Exercise aim: Render the part of the items below that opens with the line containing "the form (13,120);" and runs through the end of the items as a numbered list, leaving out any blank lines.

+ + + + + + +

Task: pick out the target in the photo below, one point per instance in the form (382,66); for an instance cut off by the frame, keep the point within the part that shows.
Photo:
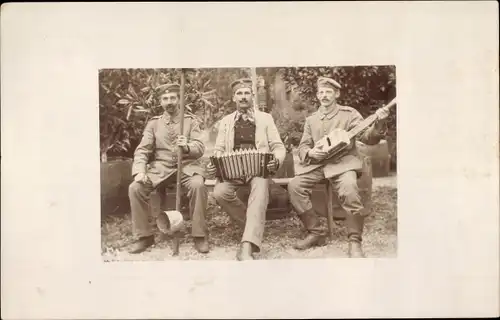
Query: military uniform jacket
(267,137)
(318,125)
(156,154)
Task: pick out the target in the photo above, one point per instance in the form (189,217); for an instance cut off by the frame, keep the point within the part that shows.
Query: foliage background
(128,98)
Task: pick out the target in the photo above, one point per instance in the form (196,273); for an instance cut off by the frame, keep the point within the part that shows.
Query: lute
(337,143)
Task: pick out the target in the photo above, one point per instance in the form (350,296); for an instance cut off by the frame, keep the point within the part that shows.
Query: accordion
(241,164)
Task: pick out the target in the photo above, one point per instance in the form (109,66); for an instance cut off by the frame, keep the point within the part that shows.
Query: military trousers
(251,216)
(140,203)
(346,187)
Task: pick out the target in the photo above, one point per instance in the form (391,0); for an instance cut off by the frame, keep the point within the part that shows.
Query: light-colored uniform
(156,156)
(252,215)
(343,173)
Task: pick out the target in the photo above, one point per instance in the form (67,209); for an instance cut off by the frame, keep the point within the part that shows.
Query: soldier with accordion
(247,151)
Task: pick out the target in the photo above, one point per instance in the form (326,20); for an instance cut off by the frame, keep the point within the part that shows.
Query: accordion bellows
(241,164)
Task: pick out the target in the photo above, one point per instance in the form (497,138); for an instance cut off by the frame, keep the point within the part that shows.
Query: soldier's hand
(317,154)
(142,178)
(382,113)
(182,142)
(272,166)
(211,169)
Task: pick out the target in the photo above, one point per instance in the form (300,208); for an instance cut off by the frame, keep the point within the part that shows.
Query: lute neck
(363,125)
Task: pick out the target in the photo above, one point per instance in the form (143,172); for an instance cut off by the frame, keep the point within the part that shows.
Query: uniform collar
(169,119)
(330,114)
(250,114)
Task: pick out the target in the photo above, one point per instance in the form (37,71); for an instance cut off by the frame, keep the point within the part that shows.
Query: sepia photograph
(248,163)
(250,160)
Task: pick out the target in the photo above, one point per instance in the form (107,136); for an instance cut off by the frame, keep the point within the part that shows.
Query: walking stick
(174,217)
(176,234)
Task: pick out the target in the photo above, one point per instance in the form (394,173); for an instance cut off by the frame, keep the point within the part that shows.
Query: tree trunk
(104,157)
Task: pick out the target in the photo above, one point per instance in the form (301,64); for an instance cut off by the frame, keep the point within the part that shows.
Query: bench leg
(329,208)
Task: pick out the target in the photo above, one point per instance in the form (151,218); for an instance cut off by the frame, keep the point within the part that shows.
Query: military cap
(169,88)
(328,82)
(241,83)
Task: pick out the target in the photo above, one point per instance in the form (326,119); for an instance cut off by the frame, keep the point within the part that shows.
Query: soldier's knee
(197,182)
(348,184)
(134,188)
(293,185)
(220,191)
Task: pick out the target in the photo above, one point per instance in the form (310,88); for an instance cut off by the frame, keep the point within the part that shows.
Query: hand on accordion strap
(272,166)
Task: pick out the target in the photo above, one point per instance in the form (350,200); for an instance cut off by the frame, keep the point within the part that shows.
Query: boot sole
(320,243)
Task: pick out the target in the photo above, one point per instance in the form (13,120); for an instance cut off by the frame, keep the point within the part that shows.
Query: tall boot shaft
(315,236)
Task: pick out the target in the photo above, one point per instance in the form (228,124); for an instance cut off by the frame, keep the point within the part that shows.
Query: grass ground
(380,235)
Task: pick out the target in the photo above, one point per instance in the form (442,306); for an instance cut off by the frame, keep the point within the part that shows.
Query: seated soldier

+ + + + + + +

Written response:
1. Task: pick out the target in the photo above, one point per instance in the form (13,120); for an instance cut off by the frame, keep the point within the part that shows.
2. Query: tall boot shaft
3. (315,236)
4. Task: pick out the target in the photo above, one point per instance in the form (228,124); for an instance cut off by the frame, keep the point within the part that shows.
5. Query: grass ground
6. (380,235)
7. Task: pick out the target in the photo above, one point per instance in the form (442,306); for an instance cut off by the frame, keep the point within the part that shows.
8. Query: seated soldier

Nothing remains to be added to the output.